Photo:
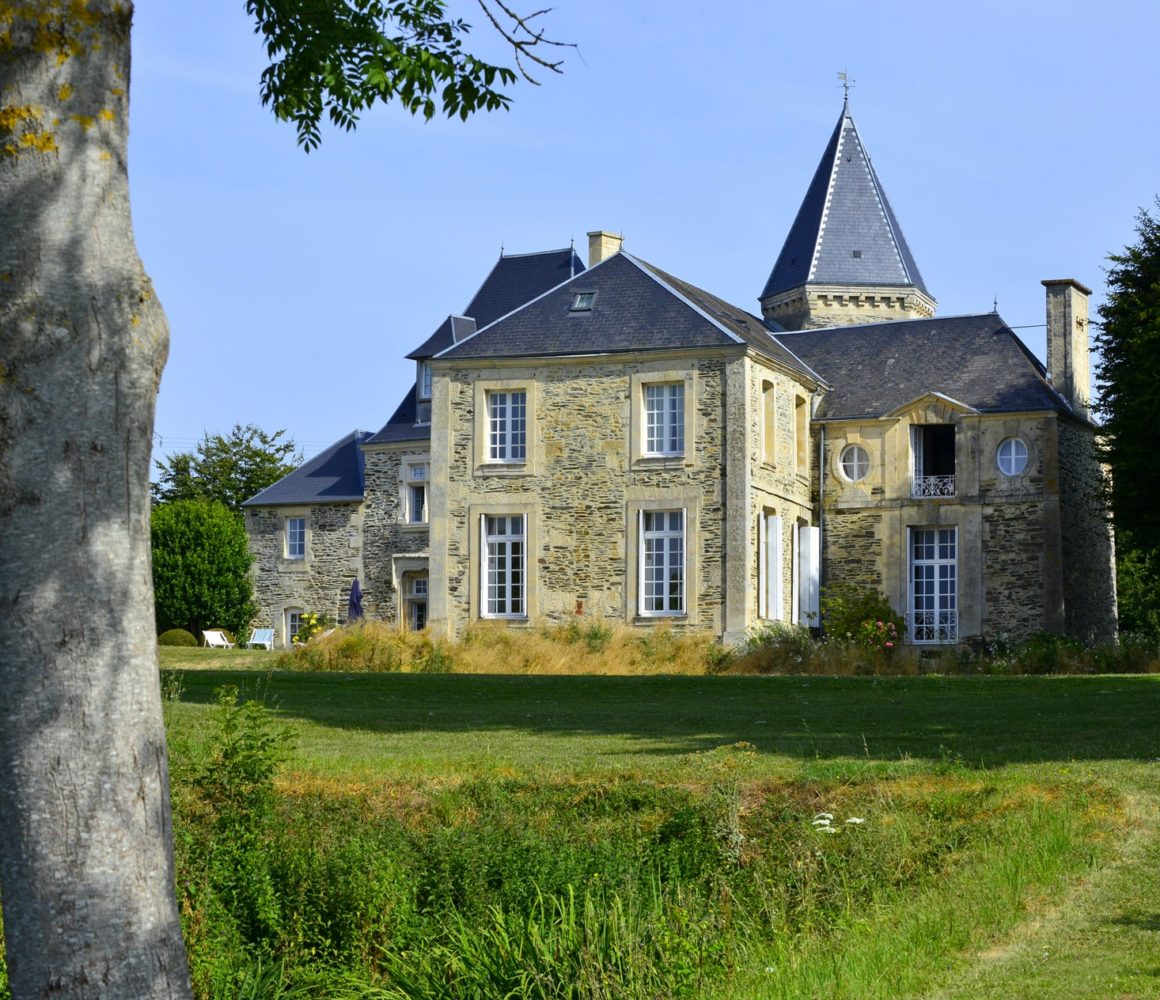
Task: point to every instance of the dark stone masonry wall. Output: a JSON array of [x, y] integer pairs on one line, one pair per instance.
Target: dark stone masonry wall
[[319, 582], [1088, 549], [580, 488], [1013, 555], [385, 534]]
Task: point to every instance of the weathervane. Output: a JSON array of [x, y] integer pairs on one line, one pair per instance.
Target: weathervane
[[847, 82]]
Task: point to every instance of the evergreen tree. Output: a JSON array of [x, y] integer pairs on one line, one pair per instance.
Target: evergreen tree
[[1129, 370], [201, 567]]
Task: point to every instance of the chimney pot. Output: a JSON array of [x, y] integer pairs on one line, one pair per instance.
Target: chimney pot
[[601, 245], [1068, 346]]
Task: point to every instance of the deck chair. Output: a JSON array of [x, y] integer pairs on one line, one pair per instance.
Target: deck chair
[[261, 637]]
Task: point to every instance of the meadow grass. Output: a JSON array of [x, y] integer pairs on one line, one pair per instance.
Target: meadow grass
[[991, 805]]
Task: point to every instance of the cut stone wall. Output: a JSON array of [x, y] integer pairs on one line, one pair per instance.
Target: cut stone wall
[[320, 581], [581, 484], [386, 536]]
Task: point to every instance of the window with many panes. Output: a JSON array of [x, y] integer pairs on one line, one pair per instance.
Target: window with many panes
[[665, 419], [934, 585], [417, 603], [661, 563], [504, 566], [507, 426], [417, 493], [296, 537]]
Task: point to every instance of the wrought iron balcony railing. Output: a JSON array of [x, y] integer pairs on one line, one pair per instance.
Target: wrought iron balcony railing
[[933, 486], [932, 627]]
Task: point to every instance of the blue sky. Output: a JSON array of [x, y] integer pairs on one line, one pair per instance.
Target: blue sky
[[1015, 139]]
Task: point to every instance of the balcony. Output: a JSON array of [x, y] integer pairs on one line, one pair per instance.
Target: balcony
[[925, 486], [932, 628]]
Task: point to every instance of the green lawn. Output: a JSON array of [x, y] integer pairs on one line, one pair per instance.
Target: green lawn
[[1089, 927]]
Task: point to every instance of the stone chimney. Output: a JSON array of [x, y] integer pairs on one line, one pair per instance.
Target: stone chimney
[[602, 245], [1068, 347]]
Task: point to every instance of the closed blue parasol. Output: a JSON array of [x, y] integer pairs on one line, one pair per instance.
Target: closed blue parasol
[[354, 606]]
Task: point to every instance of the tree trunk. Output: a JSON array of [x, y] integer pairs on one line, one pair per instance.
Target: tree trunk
[[86, 862]]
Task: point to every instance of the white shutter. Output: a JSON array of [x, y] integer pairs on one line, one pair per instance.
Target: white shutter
[[762, 569], [684, 559], [640, 562], [809, 573], [773, 574], [523, 567], [483, 565]]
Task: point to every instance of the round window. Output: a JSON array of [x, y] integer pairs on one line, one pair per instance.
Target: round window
[[1012, 456], [855, 462]]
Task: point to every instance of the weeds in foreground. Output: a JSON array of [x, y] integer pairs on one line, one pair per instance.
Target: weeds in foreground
[[871, 646], [568, 888]]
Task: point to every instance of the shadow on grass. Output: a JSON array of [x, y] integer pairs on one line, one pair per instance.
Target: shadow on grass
[[976, 720]]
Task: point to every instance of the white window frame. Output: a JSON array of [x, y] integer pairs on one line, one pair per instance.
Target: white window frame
[[291, 623], [507, 426], [414, 471], [1008, 454], [418, 593], [296, 537], [664, 412], [510, 589], [854, 463], [770, 595], [649, 535], [806, 575], [936, 622]]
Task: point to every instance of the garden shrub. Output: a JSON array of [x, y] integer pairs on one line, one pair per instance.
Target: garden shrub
[[847, 607], [176, 637]]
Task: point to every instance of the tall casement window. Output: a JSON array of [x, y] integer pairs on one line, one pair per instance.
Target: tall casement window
[[417, 493], [770, 600], [934, 585], [933, 451], [504, 566], [292, 624], [665, 419], [417, 602], [507, 426], [296, 537], [661, 553]]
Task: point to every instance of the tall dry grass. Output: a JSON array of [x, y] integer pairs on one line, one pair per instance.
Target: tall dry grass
[[580, 646]]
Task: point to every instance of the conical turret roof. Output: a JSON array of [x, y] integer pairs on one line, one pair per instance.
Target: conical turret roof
[[845, 232]]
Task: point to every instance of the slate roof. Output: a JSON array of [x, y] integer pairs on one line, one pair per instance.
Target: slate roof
[[401, 426], [845, 211], [330, 477], [877, 368], [450, 331], [515, 279], [636, 306]]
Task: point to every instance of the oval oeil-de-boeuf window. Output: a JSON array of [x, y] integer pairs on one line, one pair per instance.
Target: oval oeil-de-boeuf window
[[1012, 456], [855, 462]]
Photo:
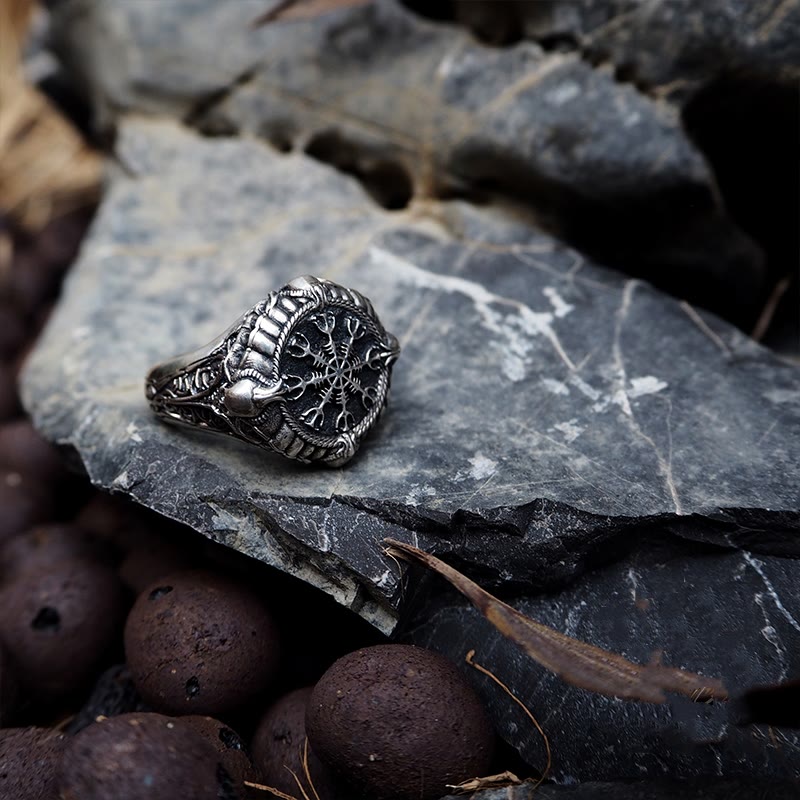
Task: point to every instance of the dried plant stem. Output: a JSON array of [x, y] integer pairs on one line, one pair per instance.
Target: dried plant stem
[[470, 659], [583, 665]]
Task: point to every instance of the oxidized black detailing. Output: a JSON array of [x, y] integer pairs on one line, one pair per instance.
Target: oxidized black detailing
[[305, 373]]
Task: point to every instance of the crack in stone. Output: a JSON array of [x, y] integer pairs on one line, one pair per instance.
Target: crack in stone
[[664, 464]]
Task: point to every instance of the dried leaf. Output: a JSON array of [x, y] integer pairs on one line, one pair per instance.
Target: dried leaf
[[46, 169], [499, 781], [489, 674], [581, 664], [270, 789], [304, 9]]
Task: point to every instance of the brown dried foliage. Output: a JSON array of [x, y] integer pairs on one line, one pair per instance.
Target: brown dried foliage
[[578, 663], [46, 169]]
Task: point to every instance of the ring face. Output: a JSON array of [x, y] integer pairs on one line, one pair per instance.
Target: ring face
[[305, 373]]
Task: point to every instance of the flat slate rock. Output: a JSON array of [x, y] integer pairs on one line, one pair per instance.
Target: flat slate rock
[[722, 613], [541, 405]]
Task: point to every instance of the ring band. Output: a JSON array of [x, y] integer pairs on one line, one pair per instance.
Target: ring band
[[304, 373]]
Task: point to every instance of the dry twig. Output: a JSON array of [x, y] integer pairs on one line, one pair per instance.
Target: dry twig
[[583, 665]]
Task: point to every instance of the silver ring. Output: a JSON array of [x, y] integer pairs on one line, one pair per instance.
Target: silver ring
[[304, 373]]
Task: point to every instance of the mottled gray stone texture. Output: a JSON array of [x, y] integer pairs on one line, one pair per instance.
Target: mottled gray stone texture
[[540, 401], [604, 166], [612, 460]]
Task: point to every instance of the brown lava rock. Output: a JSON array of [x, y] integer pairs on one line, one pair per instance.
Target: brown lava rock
[[47, 546], [230, 749], [113, 694], [23, 503], [22, 449], [399, 722], [58, 622], [151, 559], [12, 332], [29, 759], [143, 757], [9, 687], [278, 746], [9, 400], [200, 643]]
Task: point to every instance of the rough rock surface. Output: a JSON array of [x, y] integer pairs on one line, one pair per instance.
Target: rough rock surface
[[527, 373], [670, 47], [416, 107], [733, 615], [613, 461], [643, 790]]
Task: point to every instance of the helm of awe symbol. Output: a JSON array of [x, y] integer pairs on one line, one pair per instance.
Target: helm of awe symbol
[[333, 363]]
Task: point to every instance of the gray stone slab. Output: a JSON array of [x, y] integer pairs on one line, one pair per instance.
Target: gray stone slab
[[543, 408], [723, 613]]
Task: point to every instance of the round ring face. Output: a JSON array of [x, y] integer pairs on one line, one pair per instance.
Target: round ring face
[[305, 373], [331, 369]]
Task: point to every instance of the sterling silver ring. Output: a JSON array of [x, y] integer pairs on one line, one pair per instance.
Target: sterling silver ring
[[304, 373]]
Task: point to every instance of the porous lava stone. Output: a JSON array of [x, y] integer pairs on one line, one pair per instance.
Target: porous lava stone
[[398, 722], [142, 757], [152, 558], [278, 746], [9, 687], [47, 546], [58, 622], [231, 750], [12, 332], [22, 449], [198, 643], [113, 694], [9, 400], [23, 503], [29, 759]]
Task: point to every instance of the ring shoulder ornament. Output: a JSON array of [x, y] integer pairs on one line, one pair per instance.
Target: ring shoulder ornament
[[305, 373]]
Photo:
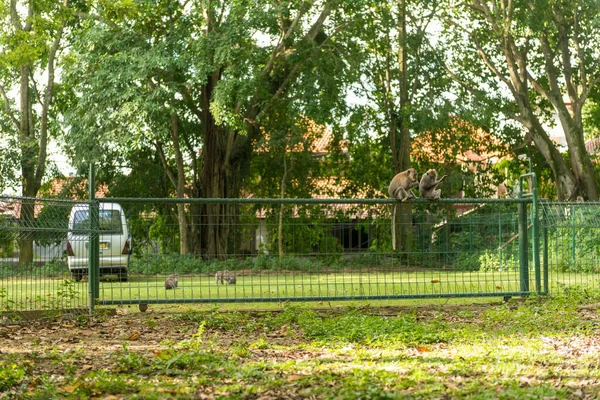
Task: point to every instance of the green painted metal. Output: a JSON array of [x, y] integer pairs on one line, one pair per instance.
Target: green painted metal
[[308, 299], [126, 200], [93, 243], [523, 254]]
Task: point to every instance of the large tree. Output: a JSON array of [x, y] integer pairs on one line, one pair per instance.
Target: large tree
[[31, 33], [542, 56], [196, 80], [402, 85]]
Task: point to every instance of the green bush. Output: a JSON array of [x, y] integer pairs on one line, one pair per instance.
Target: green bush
[[490, 261], [466, 262]]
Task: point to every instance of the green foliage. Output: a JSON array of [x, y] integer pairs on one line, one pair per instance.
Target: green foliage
[[498, 261], [572, 238], [11, 375], [355, 327], [466, 262]]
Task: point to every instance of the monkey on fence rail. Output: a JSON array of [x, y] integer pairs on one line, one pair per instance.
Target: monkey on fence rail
[[225, 276], [427, 186], [171, 282], [403, 183]]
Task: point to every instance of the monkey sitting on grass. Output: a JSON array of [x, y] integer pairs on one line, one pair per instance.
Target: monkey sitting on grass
[[171, 282], [225, 276]]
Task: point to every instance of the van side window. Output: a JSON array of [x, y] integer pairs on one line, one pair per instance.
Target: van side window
[[109, 221]]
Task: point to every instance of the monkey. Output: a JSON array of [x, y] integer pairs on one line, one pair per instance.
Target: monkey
[[402, 184], [427, 186], [226, 276], [171, 282]]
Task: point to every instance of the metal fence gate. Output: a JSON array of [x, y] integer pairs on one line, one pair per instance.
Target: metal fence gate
[[153, 251], [265, 250]]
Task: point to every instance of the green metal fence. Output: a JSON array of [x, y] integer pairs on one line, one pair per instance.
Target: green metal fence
[[156, 251], [265, 250], [33, 273]]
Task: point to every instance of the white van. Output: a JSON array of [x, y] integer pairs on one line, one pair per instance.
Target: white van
[[115, 241]]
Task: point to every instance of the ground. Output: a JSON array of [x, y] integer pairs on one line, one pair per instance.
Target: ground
[[530, 349]]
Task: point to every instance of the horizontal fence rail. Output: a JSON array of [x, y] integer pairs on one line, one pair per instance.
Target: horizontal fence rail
[[158, 251]]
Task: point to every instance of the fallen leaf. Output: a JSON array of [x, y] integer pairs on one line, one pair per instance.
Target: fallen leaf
[[295, 377], [70, 388]]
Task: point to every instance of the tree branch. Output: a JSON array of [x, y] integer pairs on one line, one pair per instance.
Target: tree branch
[[163, 159], [7, 107]]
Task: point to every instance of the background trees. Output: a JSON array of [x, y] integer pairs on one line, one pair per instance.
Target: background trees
[[193, 91], [197, 82], [541, 58], [31, 39]]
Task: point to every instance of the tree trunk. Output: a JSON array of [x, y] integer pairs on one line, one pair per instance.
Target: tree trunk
[[181, 214], [581, 163], [402, 230]]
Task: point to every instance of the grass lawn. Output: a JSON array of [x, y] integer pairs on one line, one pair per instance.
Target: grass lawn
[[42, 293], [26, 293], [535, 348]]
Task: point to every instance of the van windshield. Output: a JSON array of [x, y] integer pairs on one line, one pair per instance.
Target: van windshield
[[109, 221]]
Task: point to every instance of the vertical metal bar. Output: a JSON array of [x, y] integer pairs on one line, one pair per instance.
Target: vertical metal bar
[[536, 235], [93, 243], [545, 254], [470, 233], [523, 256], [572, 238], [500, 240]]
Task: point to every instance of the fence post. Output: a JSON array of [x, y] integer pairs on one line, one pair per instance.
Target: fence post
[[535, 220], [523, 255], [93, 243], [545, 253]]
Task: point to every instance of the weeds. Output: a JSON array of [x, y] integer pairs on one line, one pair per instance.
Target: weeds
[[533, 348]]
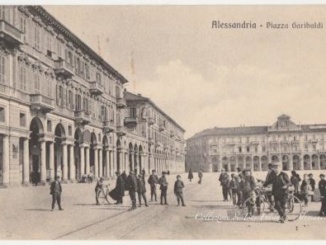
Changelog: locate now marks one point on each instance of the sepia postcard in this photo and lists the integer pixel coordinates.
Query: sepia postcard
(162, 122)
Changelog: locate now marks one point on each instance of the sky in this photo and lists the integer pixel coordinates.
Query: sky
(205, 77)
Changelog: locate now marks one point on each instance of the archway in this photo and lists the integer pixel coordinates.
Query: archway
(37, 132)
(80, 166)
(285, 163)
(59, 165)
(264, 163)
(296, 162)
(256, 163)
(306, 162)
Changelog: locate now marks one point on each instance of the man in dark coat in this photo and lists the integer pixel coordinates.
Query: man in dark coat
(322, 189)
(153, 181)
(131, 185)
(141, 190)
(164, 188)
(280, 189)
(178, 190)
(224, 183)
(55, 191)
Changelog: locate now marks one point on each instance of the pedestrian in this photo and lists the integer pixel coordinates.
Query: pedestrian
(248, 190)
(305, 189)
(119, 191)
(55, 191)
(131, 184)
(200, 176)
(190, 175)
(164, 188)
(269, 178)
(98, 189)
(153, 181)
(141, 189)
(178, 190)
(224, 183)
(295, 181)
(312, 184)
(322, 190)
(280, 189)
(234, 189)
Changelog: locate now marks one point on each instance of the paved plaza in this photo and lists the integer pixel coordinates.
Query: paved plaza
(26, 214)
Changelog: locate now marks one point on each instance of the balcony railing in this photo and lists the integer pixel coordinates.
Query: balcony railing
(63, 69)
(121, 131)
(121, 102)
(96, 88)
(130, 122)
(10, 34)
(82, 117)
(42, 103)
(108, 126)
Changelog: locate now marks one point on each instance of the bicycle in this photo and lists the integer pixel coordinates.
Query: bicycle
(102, 194)
(258, 201)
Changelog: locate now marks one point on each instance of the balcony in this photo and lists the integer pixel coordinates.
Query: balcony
(121, 102)
(82, 117)
(121, 131)
(96, 88)
(108, 126)
(10, 34)
(41, 103)
(130, 122)
(150, 121)
(63, 69)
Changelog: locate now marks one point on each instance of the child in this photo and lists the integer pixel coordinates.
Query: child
(234, 189)
(178, 186)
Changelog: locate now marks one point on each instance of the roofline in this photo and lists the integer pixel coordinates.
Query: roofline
(59, 26)
(145, 99)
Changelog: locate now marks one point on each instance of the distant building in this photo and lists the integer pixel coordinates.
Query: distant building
(298, 147)
(63, 110)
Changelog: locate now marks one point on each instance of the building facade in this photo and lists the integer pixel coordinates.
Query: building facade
(298, 147)
(62, 107)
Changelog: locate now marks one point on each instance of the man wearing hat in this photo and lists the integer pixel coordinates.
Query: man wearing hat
(131, 185)
(280, 189)
(322, 189)
(55, 191)
(153, 181)
(163, 187)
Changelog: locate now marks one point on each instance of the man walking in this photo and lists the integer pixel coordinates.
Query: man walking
(55, 191)
(141, 189)
(153, 181)
(164, 188)
(224, 183)
(280, 184)
(131, 184)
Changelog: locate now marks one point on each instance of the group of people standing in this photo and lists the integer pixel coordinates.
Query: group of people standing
(136, 184)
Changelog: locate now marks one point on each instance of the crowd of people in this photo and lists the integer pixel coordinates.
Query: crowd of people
(241, 186)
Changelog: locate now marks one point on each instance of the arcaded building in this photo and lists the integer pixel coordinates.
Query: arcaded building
(298, 147)
(62, 107)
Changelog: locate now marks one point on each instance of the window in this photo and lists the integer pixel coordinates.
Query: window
(2, 70)
(49, 126)
(36, 83)
(2, 114)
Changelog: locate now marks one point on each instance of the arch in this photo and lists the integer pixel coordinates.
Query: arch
(306, 162)
(256, 163)
(315, 162)
(322, 161)
(285, 162)
(264, 163)
(296, 162)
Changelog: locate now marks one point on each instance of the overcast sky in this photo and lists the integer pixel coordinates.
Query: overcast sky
(204, 77)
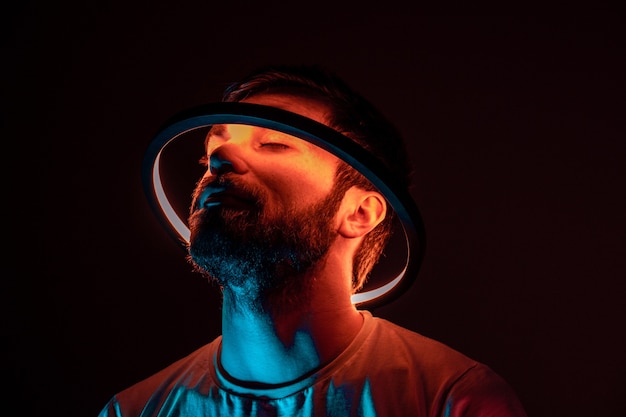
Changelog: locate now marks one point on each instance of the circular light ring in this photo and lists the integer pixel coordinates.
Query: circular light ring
(315, 133)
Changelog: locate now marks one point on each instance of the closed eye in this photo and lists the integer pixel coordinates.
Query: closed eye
(275, 145)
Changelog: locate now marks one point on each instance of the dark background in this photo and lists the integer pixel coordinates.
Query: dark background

******************************

Within the listing above, extract exactly the lines from the line with "dark coat in" to the line with "the balcony railing", the two named lines included, and no others.

Changelog: locate now marks one point on each instance of the man in dark coat in this photo and lists the integer pixel coordinates.
Query: man in dark coat
(322, 189)
(153, 181)
(131, 185)
(141, 190)
(164, 188)
(280, 189)
(178, 190)
(224, 183)
(55, 191)
Changelog: locate now marks one point on each instance of the pedestrian in this photo and lists the integer pixel coordinates.
Query: pedestrian
(248, 190)
(305, 189)
(119, 191)
(55, 191)
(131, 184)
(200, 176)
(190, 175)
(164, 188)
(269, 178)
(98, 189)
(153, 181)
(141, 189)
(178, 190)
(224, 183)
(295, 181)
(312, 184)
(322, 190)
(280, 189)
(234, 189)
Changelog: locate now marks one point on each instance of the paved plaza in this photo and lists the integer pixel coordinates.
Query: paved plaza
(26, 214)
Changelog: locate now marks one point on each instance of the balcony railing in this photo and lists the integer pixel coordinates.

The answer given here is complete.